Goal =
Output everything from the record containing "beach. Keep to one point per instance." down to the end of the records as a two-column CSV with the columns text and answer, one row per record. Put each value in a single quoted field and replace its line breaks with spaces.

Position identification records
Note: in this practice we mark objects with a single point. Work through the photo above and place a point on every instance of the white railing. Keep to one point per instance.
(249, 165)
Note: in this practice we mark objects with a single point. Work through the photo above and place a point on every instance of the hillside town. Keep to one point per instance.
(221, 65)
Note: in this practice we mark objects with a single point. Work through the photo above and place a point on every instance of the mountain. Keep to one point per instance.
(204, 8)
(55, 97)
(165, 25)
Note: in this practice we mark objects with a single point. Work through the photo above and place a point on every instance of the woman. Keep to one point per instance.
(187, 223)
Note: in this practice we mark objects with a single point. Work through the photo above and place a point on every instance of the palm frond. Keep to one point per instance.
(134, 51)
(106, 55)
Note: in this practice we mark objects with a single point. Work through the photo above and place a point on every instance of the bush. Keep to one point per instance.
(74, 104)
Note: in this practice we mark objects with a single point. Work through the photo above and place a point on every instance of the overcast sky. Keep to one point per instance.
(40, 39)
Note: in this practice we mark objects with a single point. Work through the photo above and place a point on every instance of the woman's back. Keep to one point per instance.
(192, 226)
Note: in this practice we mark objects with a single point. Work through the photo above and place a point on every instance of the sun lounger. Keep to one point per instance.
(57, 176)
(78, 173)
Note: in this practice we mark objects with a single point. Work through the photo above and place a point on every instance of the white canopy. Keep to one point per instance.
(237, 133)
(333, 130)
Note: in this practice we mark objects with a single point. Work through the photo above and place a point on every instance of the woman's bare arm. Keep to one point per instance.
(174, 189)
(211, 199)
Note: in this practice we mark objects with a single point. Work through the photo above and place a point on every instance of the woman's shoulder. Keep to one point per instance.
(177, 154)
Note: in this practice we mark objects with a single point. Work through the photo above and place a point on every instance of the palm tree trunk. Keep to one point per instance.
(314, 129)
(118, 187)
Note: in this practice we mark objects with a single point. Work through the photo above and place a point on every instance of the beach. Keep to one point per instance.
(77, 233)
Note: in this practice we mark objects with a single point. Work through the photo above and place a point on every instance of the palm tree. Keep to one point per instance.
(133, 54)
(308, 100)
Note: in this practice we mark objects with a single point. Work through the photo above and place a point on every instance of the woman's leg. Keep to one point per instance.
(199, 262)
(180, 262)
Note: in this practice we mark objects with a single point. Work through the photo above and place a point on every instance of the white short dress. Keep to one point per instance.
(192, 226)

Answer to the problem =
text,answer
"Note: in this practice we mark objects with a single point. Work through the photo above and place a point on every instance of the beach. Keep to one point per instance.","(77, 233)"
"Note: in this practice we mark objects with a single point. Work through the photo above and place a point on every instance of the palm tree. Keep to one point per instance.","(133, 54) (308, 100)"
"Note: in this practice we mark objects with a single point. Work through the photo above and place a point on every instance of the woman's leg. Keep to one point per instance.","(199, 262) (180, 262)"
"Note: in this practice we mark objects with a single point. Work through the photo above and place a point on every instance of the white short dress. Keep to one point per instance.","(192, 226)"